## Do this
From the passage on probabilistic bisimilarity below, extract everything from "Probabilistic bisimilarity, a" down to "the original model.".

## Reading text
——
Explainability is a Game
for Probabilistic Bisimilarity Distances

Probabilistic bisimilarity, a fundamental notion introduced by Larsen and Skou [39], captures which states of a model with randomness are considered behaviourally equivalent. As shown by Katoen, Kemna, Zapreev, and Jansen [31], reducing a model by identifying states that are probabilistic bisimilar often speeds up probabilistic model checking. That is, the time it takes to reduce a model and subsequently check a property of the reduced model is often less than the time needed to check the property of the original model.

As shown by Giacalone, Jou, and Smolka [25], behavioural equivalences such as probabilistic bisimilarity are not robust. Even the smallest changes to the probabilities in the model may result in different states being identified as behaviourally equivalent and, hence, may lead to different reduced models. These models may even satisfy different properties.
——
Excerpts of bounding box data
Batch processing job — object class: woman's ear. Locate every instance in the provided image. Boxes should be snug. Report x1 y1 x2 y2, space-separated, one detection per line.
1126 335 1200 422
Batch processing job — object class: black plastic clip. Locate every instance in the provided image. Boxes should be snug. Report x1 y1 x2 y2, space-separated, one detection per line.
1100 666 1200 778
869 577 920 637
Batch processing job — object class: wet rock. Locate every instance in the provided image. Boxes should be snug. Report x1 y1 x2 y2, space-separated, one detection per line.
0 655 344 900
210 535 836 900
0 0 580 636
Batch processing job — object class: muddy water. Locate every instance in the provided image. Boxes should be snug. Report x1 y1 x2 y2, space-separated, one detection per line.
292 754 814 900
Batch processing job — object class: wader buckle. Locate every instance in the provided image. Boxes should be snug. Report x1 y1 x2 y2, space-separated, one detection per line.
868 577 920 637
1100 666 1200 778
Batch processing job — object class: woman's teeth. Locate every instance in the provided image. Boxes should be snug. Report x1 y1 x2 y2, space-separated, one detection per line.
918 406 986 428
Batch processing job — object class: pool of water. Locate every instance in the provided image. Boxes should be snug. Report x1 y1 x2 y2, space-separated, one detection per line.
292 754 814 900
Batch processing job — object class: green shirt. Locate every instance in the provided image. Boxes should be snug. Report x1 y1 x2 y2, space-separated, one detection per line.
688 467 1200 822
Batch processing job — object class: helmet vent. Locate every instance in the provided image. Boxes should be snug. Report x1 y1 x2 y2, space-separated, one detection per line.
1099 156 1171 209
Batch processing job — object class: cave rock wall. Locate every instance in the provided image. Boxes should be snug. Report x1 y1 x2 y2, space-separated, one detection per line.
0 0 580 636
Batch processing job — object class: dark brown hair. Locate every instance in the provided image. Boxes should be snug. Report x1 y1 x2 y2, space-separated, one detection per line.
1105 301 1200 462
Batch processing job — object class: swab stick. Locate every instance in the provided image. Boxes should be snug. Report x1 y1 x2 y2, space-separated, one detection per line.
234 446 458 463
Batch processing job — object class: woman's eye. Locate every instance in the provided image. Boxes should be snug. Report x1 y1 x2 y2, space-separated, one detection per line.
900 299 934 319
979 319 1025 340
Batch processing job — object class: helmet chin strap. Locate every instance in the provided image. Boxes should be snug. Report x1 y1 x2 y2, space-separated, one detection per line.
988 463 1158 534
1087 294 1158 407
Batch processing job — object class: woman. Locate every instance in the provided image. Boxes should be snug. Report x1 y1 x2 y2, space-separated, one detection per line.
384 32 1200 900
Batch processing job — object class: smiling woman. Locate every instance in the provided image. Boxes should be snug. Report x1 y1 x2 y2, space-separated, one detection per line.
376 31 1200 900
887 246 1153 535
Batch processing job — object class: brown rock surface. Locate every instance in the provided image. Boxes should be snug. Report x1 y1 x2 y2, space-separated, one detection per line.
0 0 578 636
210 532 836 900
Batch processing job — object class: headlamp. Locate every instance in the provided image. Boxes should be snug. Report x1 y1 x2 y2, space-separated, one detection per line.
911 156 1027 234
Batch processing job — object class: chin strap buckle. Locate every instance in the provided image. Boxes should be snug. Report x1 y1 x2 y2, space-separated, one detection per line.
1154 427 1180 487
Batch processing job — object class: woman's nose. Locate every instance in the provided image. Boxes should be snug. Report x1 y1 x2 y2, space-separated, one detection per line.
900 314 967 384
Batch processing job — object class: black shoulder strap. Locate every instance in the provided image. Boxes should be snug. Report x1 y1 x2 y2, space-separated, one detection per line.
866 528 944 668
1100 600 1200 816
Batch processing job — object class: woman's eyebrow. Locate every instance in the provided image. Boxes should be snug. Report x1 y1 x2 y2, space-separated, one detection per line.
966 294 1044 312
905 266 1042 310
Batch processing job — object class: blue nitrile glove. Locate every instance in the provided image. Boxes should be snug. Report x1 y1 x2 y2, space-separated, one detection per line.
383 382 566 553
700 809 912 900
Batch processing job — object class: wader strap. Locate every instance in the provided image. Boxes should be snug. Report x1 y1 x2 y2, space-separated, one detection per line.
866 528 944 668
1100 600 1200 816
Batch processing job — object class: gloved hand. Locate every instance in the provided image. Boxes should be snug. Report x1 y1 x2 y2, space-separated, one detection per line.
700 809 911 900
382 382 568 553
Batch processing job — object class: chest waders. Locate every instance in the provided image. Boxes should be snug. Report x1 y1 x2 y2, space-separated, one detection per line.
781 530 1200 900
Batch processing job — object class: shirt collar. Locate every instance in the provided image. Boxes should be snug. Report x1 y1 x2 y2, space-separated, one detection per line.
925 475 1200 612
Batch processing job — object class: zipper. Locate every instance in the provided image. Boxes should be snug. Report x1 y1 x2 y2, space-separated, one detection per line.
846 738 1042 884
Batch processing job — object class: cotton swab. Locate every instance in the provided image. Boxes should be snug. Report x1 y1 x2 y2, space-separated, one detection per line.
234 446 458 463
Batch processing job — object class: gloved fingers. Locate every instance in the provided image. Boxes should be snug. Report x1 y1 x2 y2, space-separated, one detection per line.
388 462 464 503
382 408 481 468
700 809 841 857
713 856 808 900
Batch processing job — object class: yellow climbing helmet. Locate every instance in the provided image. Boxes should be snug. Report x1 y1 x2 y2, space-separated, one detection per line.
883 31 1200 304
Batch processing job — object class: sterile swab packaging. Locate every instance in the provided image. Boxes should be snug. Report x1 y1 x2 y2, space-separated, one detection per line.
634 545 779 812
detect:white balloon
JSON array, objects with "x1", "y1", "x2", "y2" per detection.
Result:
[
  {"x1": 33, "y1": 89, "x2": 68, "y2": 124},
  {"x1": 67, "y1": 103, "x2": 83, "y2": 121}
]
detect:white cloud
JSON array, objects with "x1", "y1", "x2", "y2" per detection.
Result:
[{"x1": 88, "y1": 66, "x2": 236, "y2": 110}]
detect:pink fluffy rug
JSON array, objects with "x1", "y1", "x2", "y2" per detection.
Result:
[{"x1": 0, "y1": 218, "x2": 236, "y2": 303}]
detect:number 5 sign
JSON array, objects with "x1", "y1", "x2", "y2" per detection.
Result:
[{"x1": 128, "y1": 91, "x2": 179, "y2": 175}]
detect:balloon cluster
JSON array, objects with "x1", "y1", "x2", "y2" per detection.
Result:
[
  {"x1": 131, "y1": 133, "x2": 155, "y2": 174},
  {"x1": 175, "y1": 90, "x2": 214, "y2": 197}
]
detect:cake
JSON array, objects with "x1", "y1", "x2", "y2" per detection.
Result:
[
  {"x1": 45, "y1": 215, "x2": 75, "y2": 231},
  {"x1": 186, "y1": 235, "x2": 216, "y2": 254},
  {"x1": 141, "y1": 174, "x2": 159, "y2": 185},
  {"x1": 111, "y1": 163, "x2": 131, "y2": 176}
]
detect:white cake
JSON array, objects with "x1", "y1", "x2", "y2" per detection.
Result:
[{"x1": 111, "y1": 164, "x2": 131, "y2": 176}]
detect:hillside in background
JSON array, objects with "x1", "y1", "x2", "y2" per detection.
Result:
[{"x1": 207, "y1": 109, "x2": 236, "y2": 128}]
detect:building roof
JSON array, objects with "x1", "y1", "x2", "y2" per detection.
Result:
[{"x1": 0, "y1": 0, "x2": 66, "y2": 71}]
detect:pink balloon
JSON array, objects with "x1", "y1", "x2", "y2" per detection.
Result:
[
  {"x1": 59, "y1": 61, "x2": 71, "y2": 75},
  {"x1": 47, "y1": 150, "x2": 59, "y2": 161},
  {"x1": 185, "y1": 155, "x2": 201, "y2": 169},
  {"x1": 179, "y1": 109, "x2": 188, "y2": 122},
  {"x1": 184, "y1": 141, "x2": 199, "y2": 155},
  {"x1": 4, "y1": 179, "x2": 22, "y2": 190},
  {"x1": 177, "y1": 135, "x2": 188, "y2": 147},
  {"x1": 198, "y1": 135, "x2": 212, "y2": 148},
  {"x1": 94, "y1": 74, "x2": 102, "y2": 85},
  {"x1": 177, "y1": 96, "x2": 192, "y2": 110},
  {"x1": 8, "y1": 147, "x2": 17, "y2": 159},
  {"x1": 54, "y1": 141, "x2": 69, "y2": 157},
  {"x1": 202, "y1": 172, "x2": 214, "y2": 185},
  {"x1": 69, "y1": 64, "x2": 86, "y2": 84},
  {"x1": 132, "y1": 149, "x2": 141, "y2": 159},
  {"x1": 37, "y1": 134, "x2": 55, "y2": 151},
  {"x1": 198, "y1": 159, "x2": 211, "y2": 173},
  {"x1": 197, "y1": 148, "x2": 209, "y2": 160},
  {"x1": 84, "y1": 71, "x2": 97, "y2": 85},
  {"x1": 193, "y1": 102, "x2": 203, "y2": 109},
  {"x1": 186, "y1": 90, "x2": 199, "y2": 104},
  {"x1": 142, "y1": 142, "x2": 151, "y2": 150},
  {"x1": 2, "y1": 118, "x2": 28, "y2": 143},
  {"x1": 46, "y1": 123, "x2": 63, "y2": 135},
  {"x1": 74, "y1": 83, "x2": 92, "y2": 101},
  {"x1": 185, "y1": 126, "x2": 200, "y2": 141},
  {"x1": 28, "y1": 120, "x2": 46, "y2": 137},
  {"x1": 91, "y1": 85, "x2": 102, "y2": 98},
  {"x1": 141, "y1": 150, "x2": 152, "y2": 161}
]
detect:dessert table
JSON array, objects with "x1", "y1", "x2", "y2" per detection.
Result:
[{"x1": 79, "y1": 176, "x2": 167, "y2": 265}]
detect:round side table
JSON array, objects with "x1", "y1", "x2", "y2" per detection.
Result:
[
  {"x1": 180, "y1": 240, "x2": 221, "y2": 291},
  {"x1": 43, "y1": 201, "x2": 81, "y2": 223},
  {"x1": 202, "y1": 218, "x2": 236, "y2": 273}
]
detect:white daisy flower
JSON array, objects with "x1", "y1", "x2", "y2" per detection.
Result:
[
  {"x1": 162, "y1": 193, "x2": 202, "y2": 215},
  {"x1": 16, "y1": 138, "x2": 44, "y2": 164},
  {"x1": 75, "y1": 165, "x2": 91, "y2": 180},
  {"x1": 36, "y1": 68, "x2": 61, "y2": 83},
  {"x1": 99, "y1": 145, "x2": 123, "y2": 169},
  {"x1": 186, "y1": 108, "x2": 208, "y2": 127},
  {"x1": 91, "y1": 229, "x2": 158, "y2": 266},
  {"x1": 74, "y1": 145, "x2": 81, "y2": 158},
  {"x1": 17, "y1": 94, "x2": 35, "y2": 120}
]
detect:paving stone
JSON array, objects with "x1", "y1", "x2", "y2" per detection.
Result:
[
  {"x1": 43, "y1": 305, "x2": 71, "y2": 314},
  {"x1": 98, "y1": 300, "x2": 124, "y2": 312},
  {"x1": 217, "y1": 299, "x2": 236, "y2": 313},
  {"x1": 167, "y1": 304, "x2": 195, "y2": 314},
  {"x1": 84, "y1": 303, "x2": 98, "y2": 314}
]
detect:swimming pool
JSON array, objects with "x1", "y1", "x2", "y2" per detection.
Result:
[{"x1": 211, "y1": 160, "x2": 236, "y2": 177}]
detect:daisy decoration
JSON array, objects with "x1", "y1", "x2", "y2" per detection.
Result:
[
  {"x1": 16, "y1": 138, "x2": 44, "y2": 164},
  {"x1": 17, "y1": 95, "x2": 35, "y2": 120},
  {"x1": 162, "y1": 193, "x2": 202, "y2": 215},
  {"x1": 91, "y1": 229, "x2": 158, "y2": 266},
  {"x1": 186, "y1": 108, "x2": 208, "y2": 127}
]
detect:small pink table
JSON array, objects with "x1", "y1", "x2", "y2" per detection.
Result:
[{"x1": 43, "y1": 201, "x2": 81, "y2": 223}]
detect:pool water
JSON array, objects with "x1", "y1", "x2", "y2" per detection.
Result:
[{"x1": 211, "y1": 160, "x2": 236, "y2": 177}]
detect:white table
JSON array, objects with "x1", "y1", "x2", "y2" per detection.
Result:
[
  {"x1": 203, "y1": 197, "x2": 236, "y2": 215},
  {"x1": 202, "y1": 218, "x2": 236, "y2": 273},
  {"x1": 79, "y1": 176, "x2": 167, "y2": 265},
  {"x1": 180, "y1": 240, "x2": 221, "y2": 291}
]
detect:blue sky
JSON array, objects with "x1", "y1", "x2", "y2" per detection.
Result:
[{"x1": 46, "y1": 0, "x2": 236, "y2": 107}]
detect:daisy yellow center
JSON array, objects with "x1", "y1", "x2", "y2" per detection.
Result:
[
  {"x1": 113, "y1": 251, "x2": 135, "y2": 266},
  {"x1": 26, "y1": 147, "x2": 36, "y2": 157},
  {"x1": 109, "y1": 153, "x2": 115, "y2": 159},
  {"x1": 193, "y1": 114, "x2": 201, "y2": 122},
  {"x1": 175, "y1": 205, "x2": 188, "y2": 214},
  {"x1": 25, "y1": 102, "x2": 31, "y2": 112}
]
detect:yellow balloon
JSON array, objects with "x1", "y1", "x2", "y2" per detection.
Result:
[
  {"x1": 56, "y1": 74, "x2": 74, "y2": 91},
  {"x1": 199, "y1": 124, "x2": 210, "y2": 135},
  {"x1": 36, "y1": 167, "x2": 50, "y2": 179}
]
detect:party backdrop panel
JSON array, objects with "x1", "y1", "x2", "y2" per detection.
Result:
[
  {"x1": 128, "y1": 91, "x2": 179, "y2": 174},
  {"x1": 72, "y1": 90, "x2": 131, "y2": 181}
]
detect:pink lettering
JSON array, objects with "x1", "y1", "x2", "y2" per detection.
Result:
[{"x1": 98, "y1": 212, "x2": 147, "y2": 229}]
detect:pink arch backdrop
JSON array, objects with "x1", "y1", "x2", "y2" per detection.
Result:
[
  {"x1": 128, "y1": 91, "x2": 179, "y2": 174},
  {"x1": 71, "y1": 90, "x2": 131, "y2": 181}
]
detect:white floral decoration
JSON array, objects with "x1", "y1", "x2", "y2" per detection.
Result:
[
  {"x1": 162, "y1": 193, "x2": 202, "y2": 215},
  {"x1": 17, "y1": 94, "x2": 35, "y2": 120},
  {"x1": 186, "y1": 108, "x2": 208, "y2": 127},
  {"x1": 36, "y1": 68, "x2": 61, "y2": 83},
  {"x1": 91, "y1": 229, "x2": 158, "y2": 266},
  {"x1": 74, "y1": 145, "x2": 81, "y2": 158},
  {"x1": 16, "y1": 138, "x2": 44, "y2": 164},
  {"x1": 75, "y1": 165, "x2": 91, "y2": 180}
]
——
## Complete output
Probabilistic bisimilarity, a fundamental notion introduced by Larsen and Skou [39], captures which states of a model with randomness are considered behaviourally equivalent. As shown by Katoen, Kemna, Zapreev, and Jansen [31], reducing a model by identifying states that are probabilistic bisimilar often speeds up probabilistic model checking. That is, the time it takes to reduce a model and subsequently check a property of the reduced model is often less than the time needed to check the property of the original model.